━━ Passage to read ━━
Campaign Launched For Vaccination of Ukrainian Community in Czech Republic
The campaign will cost over CZK 5 million and will be covered by UNICEF. Photo credit: Freepik.
Brno, Dec 19 (CTK) – Czech Health Minister Vlastimil Valek launched a campaign in Brno today to boost vaccination rates among Ukrainian refugees and members of the Ukrainian community in the Czech Republic. The campaign is aimed not just against COVID-19 but also other diseases including polio and measles.
Research suggests that mothers with children coming to the Czech Republic from Ukraine tend to avoid vaccination, said Jindrich Voboril, director of an organisation operating a vaccination centre providing medical aid to Ukrainian refugees fleeing from the Russian invasion.
The campaign will cost over CZK 5 million and will be covered by UNICEF. It will be conducted online in the form of clips, streams, banners, and so on. In addition, six contact campaigns will take place from December to April.
In October, the Health Ministry started a campaign aimed at persuading Czech citizens to get vaccinated against COVID-19.
UNICEF representative Yulia Oleinik said the war in Ukraine has hampered vaccination services in Ukraine, both for children and against coronavirus.
The goal of the campaign is to engage the Ukrainian community in the Czech Republic, by providing information in Ukrainian, and also fighting disinformation, Oleinik said.
Out of almost eight million children in Ukraine, some four million were forced to leave their homes, and 140,000 of them have found a new home in the Czech Republic, Oleinik said.
She added that the vaccination rate in Ukraine ranks among the lowest in Europe. In Ukraine, 20% of children remain unvaccinated against measles, and 13% against polio.
Valek (TOP 09) said vaccination in general is a priority of the Czech Republic within its current presidency of the EU. “Vaccination is one of the greatest achievements of modern medicine, having saved hundreds of millions of people all over the world,” Valek said.
Prague-based Ukrainian physician Vyacheslav Grebenyuk, one of the faces of the vaccination campaign, said that in Ukraine, child vaccination rules are more complex than in the Czech Republic, with more injections and no combined vaccines, which means some doses are being omitted .
Some parents lack documentation to prove theIr vaccinations, which is why their children are treated as unvaccinated, Grebenyuk said.
Voboril said that the Brno vaccination and health centre for Ukrainians has been visited by about 3,000 people so far. Half of them needed a general practitioner, around 27% a gynaecologist, and 17% a paediatrician, Voboril said.
━━━
━━ Dataset extract ━━
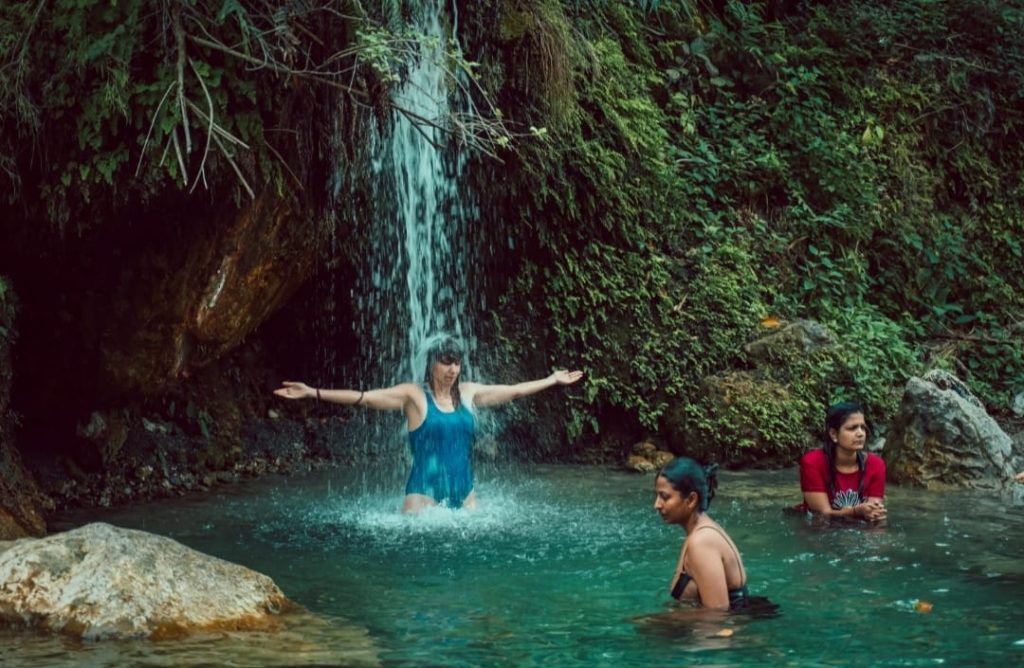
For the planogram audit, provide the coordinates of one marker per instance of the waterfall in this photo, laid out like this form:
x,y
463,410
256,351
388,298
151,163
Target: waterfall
x,y
416,275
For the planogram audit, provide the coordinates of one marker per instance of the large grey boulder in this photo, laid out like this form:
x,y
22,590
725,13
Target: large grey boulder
x,y
943,437
103,582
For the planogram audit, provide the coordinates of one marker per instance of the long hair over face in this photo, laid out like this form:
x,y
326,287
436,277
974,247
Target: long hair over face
x,y
685,475
445,350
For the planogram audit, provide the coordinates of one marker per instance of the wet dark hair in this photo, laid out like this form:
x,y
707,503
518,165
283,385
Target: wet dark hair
x,y
685,475
446,349
836,417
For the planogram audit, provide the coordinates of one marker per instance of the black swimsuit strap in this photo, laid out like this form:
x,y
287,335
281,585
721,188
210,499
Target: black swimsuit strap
x,y
739,559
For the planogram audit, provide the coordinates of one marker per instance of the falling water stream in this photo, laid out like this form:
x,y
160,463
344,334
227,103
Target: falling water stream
x,y
416,282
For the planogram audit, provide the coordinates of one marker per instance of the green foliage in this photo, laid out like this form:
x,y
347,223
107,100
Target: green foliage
x,y
852,163
741,419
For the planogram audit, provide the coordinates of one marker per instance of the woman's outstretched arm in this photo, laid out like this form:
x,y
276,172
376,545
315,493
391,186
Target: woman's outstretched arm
x,y
495,394
387,399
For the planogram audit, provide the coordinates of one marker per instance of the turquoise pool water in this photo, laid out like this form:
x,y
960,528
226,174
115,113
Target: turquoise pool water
x,y
569,567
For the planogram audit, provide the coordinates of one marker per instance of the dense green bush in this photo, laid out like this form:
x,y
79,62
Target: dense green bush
x,y
854,163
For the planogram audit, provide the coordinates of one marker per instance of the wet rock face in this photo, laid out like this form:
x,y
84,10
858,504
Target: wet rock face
x,y
102,582
207,297
19,498
942,436
801,336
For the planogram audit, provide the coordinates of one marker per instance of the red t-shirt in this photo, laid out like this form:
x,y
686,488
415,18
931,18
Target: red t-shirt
x,y
814,477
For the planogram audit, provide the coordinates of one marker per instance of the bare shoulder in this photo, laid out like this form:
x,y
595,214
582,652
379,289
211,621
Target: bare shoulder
x,y
410,390
715,538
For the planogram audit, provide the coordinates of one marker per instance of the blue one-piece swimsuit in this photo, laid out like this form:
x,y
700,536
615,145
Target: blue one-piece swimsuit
x,y
441,455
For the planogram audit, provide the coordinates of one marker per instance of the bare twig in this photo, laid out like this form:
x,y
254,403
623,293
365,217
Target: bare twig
x,y
179,42
181,160
153,123
209,134
238,171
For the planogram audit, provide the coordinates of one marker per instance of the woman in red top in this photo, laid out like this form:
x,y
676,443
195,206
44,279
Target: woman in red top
x,y
840,479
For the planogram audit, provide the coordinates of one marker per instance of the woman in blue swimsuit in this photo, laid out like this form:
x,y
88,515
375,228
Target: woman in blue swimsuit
x,y
441,423
710,571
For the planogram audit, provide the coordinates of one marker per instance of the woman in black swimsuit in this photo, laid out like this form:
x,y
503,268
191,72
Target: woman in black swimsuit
x,y
710,571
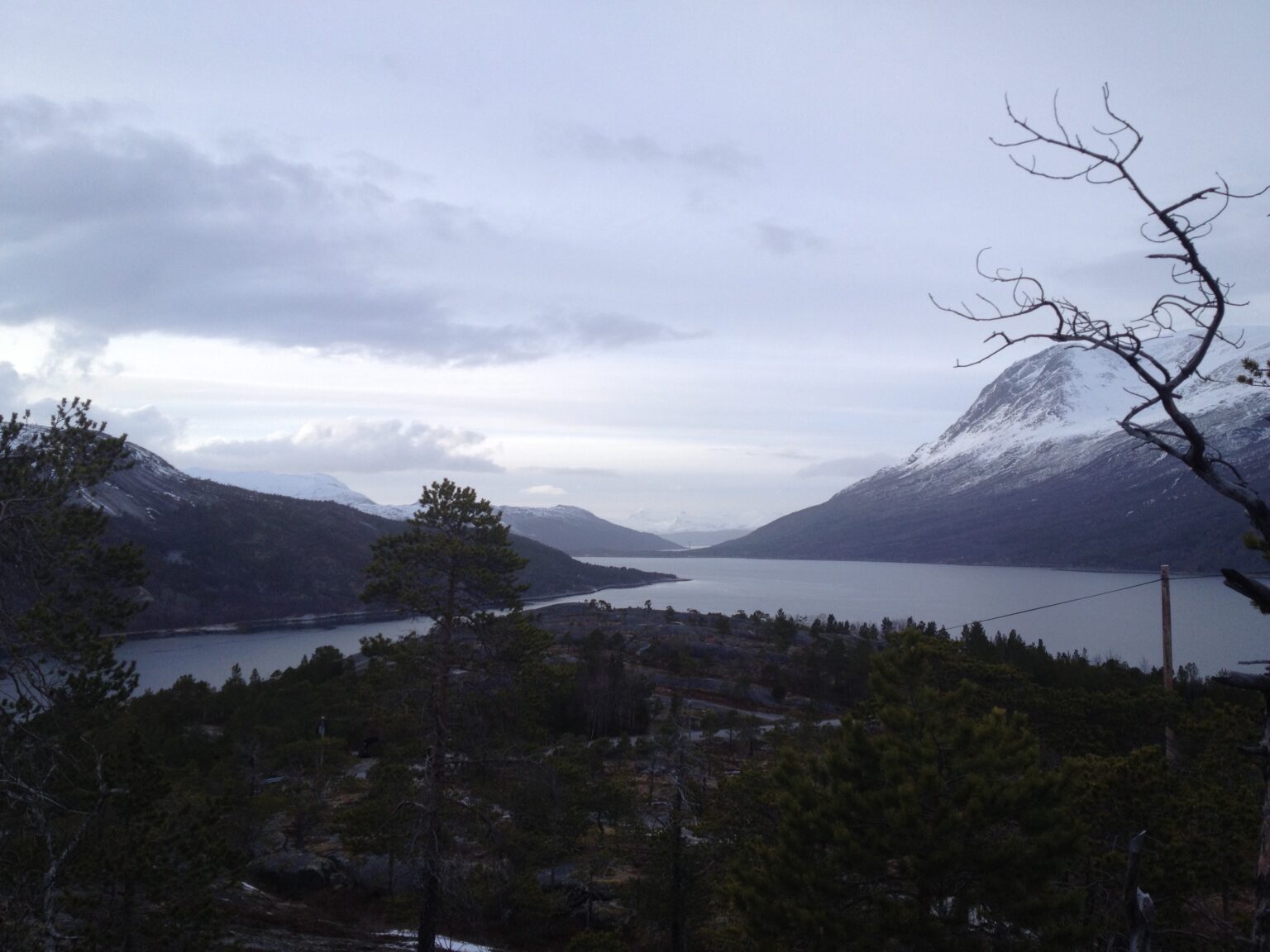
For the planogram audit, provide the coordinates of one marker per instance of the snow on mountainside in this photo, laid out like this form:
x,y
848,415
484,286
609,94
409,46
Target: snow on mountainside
x,y
317,485
1064,393
1037,471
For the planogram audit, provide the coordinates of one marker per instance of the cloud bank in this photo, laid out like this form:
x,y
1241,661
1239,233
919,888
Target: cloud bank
x,y
108,230
351,445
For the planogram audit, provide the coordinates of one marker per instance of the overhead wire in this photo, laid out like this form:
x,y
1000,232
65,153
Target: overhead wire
x,y
1078,598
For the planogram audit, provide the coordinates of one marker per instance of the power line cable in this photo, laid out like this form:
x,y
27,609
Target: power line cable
x,y
1054,604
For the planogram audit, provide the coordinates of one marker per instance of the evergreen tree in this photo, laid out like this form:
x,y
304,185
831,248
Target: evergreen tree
x,y
933,828
61,591
452,565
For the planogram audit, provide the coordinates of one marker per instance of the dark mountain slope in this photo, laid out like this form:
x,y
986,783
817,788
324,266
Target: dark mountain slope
x,y
222,554
1038,474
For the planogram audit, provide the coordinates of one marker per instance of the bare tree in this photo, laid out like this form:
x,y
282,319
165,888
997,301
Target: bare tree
x,y
1194,306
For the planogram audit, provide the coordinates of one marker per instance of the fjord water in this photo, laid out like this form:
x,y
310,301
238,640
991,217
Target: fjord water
x,y
1212,626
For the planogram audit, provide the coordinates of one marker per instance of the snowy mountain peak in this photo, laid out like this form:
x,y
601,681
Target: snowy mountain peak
x,y
315,487
1067,393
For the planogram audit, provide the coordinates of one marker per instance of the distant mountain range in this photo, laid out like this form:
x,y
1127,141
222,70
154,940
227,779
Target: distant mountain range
x,y
573,531
1038,473
222,554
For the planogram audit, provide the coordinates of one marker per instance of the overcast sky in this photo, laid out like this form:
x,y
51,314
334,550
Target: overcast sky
x,y
642,258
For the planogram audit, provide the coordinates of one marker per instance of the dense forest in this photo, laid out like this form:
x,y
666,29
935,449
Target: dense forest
x,y
587,777
629,778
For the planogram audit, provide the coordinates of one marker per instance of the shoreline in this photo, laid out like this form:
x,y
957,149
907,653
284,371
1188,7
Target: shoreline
x,y
337,620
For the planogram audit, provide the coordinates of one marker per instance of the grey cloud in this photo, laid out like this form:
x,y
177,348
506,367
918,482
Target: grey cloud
x,y
779,454
351,445
575,331
108,230
569,471
11,390
852,468
782,240
146,426
718,158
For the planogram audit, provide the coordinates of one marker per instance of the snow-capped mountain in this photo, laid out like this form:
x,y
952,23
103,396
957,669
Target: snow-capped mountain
x,y
569,528
315,485
1038,473
220,554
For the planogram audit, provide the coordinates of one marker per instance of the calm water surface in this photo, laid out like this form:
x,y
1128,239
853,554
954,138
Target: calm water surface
x,y
1212,626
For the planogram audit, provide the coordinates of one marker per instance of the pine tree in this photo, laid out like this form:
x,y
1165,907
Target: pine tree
x,y
61,591
931,826
454,564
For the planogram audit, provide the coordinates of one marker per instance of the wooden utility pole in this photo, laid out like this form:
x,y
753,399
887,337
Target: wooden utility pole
x,y
1166,618
1166,622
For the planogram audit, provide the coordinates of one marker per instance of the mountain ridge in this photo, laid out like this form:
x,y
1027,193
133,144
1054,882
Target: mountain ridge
x,y
1038,473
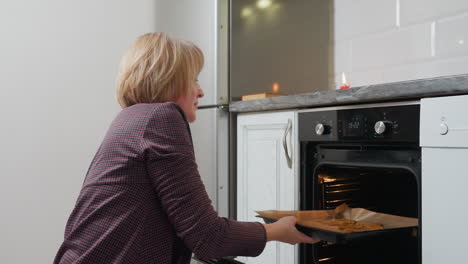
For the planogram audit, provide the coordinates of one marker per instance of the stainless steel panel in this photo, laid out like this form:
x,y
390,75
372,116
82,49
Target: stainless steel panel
x,y
210,139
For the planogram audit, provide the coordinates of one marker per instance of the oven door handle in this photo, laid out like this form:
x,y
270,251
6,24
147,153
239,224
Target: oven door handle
x,y
285,143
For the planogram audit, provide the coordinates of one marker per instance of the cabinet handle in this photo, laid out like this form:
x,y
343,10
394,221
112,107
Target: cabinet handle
x,y
285,143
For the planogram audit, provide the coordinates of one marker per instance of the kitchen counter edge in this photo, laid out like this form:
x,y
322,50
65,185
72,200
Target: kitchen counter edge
x,y
406,90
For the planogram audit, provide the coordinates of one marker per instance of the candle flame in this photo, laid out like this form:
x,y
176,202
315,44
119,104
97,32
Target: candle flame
x,y
275,87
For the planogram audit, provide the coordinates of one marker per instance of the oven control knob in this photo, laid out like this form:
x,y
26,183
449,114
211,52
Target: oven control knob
x,y
321,129
380,127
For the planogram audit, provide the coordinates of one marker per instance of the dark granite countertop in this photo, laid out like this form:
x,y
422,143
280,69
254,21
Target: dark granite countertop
x,y
415,89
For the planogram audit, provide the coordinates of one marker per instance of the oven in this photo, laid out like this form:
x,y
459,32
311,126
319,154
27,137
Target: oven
x,y
367,157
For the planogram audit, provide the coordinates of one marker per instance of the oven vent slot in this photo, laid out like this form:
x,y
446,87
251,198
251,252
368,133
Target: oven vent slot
x,y
364,147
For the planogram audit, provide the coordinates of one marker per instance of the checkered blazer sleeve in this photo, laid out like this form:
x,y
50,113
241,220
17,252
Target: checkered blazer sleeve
x,y
170,161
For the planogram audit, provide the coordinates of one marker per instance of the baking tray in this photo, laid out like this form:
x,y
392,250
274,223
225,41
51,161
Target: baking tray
x,y
345,238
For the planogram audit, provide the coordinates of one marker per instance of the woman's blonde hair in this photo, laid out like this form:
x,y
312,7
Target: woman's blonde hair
x,y
157,69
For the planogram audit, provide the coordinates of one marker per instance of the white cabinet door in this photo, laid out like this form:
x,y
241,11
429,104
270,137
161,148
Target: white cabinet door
x,y
444,142
265,178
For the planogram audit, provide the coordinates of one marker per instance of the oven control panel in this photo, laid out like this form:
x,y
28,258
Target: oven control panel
x,y
390,123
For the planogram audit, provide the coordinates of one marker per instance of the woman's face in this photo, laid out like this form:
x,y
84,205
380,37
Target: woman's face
x,y
189,102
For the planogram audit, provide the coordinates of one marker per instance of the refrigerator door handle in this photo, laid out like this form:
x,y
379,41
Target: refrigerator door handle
x,y
285,143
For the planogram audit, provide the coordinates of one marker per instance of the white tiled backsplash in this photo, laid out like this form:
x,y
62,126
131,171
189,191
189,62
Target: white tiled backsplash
x,y
382,41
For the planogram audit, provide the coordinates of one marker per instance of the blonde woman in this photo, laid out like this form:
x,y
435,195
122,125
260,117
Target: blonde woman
x,y
143,200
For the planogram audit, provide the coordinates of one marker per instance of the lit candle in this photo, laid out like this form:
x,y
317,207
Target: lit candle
x,y
343,80
275,87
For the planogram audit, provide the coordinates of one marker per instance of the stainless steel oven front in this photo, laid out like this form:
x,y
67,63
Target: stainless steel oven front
x,y
369,157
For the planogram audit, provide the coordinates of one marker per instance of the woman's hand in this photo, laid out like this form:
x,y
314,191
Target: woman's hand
x,y
284,230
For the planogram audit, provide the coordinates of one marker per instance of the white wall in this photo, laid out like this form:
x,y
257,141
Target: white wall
x,y
396,40
58,61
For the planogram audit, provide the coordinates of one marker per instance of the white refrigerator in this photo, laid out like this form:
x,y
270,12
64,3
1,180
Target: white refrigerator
x,y
205,23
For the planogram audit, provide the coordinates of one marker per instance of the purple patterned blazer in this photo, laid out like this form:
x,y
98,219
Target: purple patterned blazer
x,y
143,200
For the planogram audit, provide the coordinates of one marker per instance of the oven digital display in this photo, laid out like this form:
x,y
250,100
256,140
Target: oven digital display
x,y
354,126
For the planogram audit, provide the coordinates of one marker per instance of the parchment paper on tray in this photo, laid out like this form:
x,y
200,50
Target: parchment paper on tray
x,y
316,222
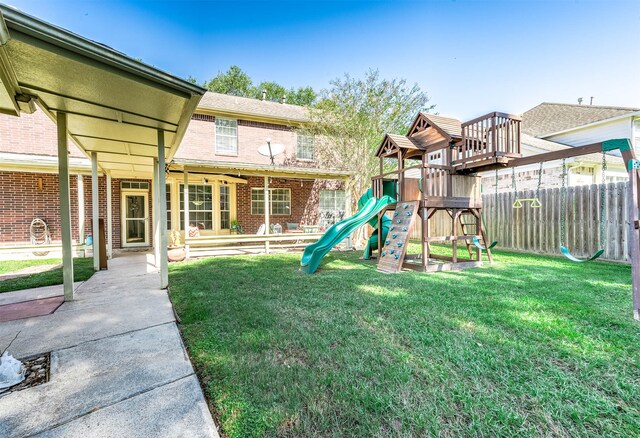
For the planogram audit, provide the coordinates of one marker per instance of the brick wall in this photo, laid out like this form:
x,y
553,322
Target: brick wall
x,y
304,201
21,201
31,134
199,142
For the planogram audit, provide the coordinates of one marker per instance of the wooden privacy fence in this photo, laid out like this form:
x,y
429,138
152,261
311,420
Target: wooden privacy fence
x,y
538,229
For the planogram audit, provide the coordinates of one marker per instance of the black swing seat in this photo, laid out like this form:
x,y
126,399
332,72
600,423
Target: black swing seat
x,y
477,243
568,255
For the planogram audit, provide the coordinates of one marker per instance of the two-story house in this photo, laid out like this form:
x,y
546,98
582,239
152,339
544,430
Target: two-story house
x,y
219,158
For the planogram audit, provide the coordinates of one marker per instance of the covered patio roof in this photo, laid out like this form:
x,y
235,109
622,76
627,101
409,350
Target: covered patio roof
x,y
115,105
126,116
258,170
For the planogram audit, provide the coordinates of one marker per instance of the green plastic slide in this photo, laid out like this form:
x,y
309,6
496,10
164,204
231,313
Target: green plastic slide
x,y
367,213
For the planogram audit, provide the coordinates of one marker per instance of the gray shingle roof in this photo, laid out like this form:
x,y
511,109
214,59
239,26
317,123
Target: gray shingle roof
x,y
552,146
548,117
247,106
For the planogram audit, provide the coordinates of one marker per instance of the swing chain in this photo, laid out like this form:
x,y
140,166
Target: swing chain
x,y
563,195
539,182
603,196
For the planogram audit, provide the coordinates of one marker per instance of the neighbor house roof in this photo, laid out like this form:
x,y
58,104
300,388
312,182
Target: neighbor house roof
x,y
548,118
260,109
551,146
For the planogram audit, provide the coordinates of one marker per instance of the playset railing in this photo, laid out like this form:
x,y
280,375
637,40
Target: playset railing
x,y
435,181
487,137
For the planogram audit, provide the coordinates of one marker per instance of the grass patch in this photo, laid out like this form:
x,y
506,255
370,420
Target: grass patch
x,y
82,270
529,346
7,266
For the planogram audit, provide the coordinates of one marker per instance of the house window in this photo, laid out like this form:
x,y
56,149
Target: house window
x,y
332,207
168,200
226,136
200,206
225,210
305,147
141,185
279,201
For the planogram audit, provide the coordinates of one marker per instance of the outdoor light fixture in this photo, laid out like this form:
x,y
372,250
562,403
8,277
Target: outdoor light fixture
x,y
26,103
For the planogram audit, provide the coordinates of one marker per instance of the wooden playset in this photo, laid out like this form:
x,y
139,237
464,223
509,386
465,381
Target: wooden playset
x,y
434,174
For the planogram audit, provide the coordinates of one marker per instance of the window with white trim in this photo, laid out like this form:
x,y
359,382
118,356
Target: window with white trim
x,y
226,136
332,207
279,201
305,148
200,206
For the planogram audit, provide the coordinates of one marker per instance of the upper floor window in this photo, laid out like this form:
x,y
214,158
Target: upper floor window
x,y
332,207
305,147
226,136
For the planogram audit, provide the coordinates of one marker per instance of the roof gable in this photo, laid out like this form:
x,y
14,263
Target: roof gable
x,y
449,127
393,143
245,106
548,118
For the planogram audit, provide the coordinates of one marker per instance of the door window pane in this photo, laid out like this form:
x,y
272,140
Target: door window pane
x,y
225,208
135,219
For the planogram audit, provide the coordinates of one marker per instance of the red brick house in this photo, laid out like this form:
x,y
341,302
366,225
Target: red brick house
x,y
218,156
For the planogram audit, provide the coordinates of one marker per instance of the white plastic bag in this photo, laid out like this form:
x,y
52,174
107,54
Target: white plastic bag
x,y
11,371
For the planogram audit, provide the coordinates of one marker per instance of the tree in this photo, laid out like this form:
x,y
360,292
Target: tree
x,y
352,118
274,91
238,83
234,81
304,96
━━━
# [Tasks to complete]
1. In one to three sentences, explain why some doses are being left out of child vaccination in Ukraine, as the vaccination article states it.
2. Copy out the part of the vaccination article starting with "Campaign Launched For" and going on through "the Russian invasion.".
The rows are separate from the vaccination article and have nothing to do with it.

# [Exercise results]
1. Child vaccination rules in Ukraine are more complex than in the Czech Republic. They involve more injections and no combined vaccines, so some doses end up being omitted.

2.
Campaign Launched For Vaccination of Ukrainian Community in Czech Republic
The campaign will cost over CZK 5 million and will be covered by UNICEF. Photo credit: Freepik.
Brno, Dec 19 (CTK) – Czech Health Minister Vlastimil Valek launched a campaign in Brno today to boost vaccination rates among Ukrainian refugees and members of the Ukrainian community in the Czech Republic. The campaign is aimed not just against COVID-19 but also other diseases including polio and measles.
Research suggests that mothers with children coming to the Czech Republic from Ukraine tend to avoid vaccination, said Jindrich Voboril, director of an organisation operating a vaccination centre providing medical aid to Ukrainian refugees fleeing from the Russian invasion.